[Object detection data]
-=-=-

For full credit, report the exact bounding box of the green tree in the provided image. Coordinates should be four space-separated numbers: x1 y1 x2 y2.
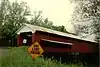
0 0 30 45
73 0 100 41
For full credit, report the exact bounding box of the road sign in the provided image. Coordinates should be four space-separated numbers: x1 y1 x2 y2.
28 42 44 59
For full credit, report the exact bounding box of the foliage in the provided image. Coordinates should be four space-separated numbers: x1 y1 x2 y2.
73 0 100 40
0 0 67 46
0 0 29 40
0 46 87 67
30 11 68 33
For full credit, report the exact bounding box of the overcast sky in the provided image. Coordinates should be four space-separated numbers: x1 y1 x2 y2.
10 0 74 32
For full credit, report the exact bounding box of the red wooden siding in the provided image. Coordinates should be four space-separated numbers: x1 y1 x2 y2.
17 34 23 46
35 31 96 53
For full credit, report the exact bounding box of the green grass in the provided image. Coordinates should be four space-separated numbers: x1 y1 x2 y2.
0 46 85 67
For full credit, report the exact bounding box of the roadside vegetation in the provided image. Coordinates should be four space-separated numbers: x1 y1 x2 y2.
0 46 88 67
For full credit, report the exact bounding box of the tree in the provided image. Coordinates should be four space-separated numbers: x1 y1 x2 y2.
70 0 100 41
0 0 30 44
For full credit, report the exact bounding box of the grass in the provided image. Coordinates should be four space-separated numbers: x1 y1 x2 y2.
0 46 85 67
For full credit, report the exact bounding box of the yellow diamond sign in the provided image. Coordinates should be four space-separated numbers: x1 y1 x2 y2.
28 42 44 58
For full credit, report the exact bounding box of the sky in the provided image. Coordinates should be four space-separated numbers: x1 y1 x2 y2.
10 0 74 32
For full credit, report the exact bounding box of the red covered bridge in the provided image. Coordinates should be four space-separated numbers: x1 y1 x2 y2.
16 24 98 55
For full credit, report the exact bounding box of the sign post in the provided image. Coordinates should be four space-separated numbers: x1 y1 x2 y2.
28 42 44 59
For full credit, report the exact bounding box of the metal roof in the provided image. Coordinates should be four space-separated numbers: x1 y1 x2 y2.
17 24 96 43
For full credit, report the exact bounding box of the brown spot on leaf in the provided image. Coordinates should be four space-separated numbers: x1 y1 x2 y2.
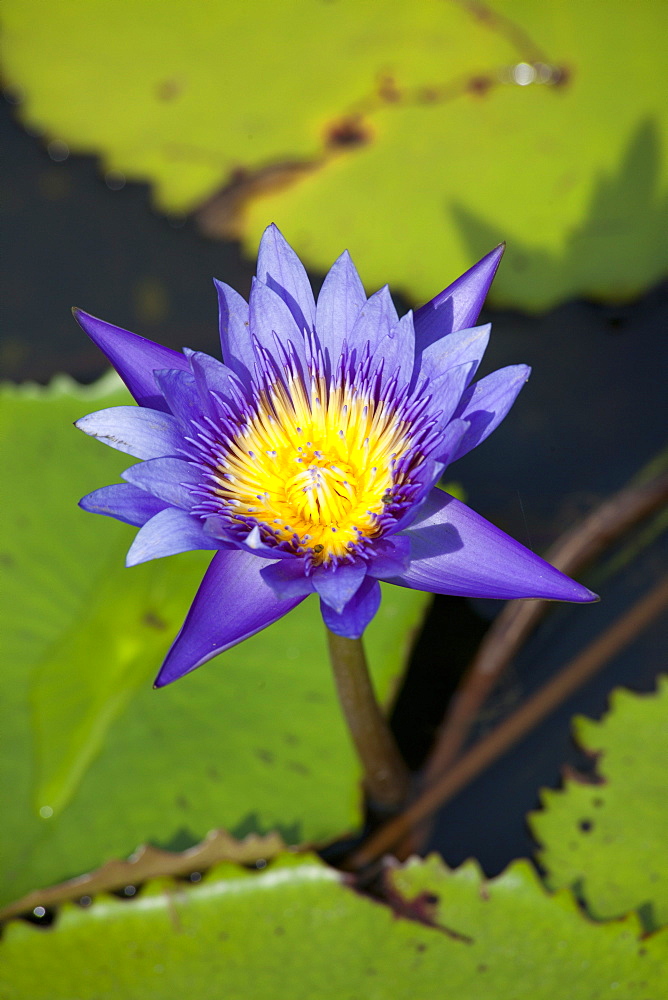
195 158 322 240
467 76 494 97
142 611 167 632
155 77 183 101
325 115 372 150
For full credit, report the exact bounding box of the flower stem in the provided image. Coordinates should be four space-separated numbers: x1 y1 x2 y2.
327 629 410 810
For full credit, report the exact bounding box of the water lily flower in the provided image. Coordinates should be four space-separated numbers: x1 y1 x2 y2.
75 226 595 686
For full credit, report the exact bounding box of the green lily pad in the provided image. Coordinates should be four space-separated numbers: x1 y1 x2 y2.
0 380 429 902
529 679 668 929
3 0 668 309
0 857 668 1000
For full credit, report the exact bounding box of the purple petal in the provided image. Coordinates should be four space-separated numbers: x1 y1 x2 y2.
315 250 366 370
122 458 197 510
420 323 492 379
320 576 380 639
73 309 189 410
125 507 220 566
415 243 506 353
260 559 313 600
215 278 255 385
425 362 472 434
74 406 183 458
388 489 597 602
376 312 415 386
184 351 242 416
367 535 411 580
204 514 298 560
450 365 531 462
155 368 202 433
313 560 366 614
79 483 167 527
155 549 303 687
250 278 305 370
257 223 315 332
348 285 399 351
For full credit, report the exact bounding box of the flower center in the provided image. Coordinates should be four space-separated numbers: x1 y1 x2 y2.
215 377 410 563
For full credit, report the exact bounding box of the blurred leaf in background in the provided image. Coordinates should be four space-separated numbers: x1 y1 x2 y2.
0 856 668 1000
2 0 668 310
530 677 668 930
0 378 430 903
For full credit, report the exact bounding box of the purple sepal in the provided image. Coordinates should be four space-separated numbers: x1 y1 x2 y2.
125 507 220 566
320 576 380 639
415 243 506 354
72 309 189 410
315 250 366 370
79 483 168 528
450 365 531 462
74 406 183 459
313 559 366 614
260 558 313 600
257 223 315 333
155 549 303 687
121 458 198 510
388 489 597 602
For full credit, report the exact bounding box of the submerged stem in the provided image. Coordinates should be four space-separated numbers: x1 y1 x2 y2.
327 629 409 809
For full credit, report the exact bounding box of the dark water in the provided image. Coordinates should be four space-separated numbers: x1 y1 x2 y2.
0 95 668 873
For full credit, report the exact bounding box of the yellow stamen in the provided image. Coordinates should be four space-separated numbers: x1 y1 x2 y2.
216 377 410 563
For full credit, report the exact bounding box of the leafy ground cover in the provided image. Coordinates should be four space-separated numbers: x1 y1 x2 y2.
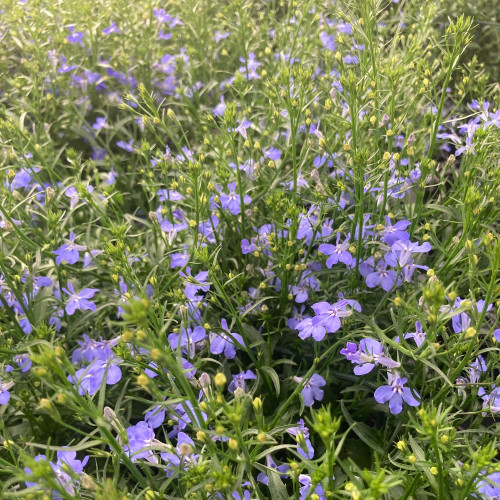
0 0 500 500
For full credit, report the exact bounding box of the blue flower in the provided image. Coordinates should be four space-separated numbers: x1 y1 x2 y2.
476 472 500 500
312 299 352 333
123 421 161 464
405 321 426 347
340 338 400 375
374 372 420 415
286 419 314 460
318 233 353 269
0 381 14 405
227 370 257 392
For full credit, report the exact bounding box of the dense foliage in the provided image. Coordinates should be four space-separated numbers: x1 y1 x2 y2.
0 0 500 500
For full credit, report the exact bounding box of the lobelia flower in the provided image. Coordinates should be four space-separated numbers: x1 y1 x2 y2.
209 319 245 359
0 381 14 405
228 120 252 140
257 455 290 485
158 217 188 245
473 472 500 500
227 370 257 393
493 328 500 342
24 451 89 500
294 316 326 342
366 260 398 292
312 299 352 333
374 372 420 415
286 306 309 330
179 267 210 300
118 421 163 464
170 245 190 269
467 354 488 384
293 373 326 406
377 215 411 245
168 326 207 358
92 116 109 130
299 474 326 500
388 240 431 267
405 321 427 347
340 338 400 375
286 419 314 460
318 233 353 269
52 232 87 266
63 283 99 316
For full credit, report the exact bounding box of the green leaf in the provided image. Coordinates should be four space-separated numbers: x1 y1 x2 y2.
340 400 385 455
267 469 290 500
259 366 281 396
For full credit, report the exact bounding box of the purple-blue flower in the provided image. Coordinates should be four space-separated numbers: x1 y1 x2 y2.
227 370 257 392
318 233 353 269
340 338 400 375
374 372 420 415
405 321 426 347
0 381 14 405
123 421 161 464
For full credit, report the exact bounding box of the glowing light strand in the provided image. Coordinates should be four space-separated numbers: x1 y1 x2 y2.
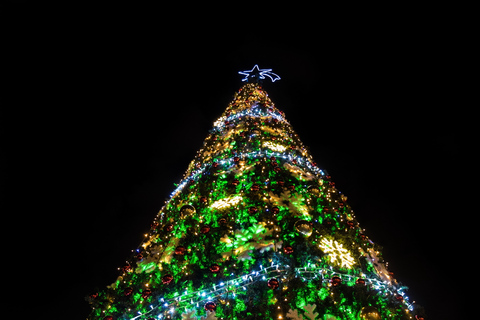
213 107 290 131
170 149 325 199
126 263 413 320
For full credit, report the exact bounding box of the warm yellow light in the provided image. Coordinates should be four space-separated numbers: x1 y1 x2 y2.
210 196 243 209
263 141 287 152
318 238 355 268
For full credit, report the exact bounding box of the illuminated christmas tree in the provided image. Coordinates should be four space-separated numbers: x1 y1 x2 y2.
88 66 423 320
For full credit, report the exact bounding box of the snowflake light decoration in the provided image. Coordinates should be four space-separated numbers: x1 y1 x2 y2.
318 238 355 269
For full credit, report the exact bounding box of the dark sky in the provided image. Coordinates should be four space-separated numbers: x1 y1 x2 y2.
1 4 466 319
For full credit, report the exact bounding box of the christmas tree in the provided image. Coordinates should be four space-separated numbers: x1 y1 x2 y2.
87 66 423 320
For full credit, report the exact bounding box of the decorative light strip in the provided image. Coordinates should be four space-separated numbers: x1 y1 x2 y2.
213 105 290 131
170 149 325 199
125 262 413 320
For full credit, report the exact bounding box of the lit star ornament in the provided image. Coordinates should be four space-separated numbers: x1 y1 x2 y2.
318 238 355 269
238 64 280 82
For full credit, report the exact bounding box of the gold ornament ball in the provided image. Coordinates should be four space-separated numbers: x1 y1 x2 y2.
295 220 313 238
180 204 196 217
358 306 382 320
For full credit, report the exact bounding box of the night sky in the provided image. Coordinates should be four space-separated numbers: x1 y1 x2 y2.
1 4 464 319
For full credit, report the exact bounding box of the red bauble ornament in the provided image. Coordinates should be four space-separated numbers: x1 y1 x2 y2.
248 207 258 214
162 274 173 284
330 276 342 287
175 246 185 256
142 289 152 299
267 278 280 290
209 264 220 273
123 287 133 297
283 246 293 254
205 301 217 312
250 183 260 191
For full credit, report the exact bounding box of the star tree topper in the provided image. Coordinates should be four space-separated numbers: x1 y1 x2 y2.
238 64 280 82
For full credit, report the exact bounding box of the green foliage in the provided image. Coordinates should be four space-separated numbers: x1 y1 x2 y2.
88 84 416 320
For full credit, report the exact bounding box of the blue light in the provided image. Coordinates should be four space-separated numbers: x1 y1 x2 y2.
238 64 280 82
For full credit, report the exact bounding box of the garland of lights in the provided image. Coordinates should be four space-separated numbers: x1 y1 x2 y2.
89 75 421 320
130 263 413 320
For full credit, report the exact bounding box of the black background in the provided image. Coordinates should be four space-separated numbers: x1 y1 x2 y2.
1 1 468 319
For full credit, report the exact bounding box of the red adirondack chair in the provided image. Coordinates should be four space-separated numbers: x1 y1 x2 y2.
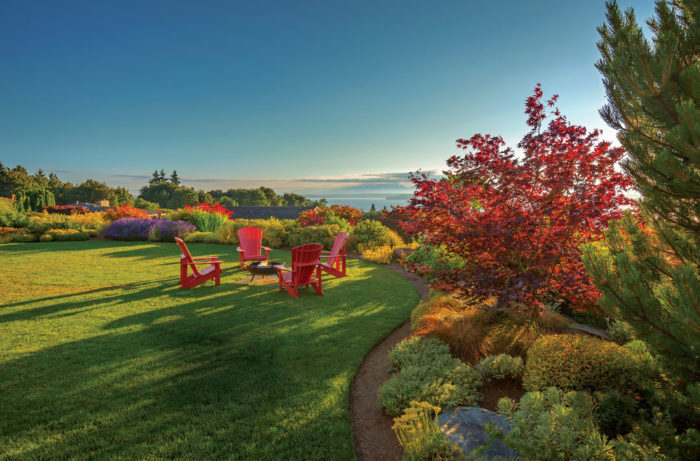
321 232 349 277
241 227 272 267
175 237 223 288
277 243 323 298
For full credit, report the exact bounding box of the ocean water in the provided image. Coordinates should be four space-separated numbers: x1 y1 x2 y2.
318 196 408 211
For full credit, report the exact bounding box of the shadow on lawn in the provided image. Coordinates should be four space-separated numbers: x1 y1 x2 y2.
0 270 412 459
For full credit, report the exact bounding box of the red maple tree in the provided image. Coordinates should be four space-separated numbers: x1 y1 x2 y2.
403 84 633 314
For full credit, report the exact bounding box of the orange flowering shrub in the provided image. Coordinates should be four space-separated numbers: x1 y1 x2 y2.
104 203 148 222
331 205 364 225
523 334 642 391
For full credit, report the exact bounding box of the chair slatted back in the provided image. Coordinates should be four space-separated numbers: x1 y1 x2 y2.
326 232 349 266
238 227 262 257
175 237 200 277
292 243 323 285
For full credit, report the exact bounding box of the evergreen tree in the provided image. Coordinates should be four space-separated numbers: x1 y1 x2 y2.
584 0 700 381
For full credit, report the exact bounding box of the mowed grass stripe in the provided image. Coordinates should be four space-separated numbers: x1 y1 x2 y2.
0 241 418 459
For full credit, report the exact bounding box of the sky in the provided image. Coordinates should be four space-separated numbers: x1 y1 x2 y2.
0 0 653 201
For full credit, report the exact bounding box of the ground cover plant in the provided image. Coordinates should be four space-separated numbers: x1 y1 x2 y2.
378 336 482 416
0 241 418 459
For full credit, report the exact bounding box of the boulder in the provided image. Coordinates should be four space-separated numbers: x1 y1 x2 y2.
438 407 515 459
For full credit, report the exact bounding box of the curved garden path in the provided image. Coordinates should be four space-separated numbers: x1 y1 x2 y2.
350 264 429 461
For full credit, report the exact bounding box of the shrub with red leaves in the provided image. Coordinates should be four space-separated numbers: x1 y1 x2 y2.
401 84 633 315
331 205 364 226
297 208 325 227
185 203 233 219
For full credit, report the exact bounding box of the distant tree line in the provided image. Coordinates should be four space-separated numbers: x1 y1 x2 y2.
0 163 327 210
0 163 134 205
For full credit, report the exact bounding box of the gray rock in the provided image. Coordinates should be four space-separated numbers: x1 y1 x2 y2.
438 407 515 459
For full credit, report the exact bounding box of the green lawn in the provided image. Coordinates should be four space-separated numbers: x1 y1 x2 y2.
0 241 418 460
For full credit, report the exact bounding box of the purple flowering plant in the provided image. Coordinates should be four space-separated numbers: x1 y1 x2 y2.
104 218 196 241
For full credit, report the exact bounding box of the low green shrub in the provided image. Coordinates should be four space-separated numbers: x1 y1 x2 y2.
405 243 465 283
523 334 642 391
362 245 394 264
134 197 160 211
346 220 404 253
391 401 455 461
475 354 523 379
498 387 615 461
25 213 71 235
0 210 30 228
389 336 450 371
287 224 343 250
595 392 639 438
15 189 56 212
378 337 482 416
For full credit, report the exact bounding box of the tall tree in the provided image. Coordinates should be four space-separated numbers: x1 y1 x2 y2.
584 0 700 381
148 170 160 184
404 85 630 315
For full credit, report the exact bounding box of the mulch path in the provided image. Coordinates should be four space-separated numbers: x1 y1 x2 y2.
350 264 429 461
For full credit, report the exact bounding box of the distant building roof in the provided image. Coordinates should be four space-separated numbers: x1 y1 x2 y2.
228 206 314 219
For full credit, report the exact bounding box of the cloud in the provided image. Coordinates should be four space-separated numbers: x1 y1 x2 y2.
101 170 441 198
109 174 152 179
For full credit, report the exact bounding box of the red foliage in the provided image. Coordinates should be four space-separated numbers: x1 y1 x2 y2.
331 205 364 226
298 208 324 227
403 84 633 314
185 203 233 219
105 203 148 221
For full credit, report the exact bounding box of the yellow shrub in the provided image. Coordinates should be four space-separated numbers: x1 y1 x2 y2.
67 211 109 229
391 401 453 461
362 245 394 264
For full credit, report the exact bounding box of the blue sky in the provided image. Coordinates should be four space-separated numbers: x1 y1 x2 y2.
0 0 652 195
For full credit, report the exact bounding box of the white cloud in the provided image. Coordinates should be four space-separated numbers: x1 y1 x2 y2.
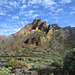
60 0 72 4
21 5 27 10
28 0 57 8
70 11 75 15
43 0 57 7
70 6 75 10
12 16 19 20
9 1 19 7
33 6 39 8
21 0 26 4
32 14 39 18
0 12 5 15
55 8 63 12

-=-=-

Write out word for word every line from the line with "For full credit, report the exact bounding box of the cloud" through the final line of the records, both included, skipping the pictures.

For full credit, report the exact bounding box of the cloud in the provided image. Coordinates should be four space-separated numbers: x1 y1 x2 y2.
101 170 441 198
109 174 152 179
For full credit, report the exact bounding box of the red foliage in the provided image. Coordinates should be four space-separated numbers: x1 y1 x2 y2.
331 205 364 226
298 208 324 227
403 84 633 314
185 203 233 219
105 203 148 221
For full credit, report the exact bounding box of the yellow shrub in the provided image. Coordinates should be four space-separated numbers: x1 y1 x2 y2.
67 211 109 229
391 401 453 461
362 245 394 264
For full credit, report the exact bounding box of the blue sky in the provided image. Coordinates should be four space-separated numbers: x1 y1 x2 y2.
0 0 652 195
For full credit, report the exact bounding box of the white cloud in the provided image. Coordinates should be four space-separated numbers: x1 y1 x2 y2.
60 0 72 4
21 5 27 10
28 0 57 8
70 11 75 15
43 0 57 7
70 6 75 10
12 16 19 20
9 1 19 7
33 6 39 8
21 0 26 4
32 14 39 18
0 12 5 15
55 8 63 12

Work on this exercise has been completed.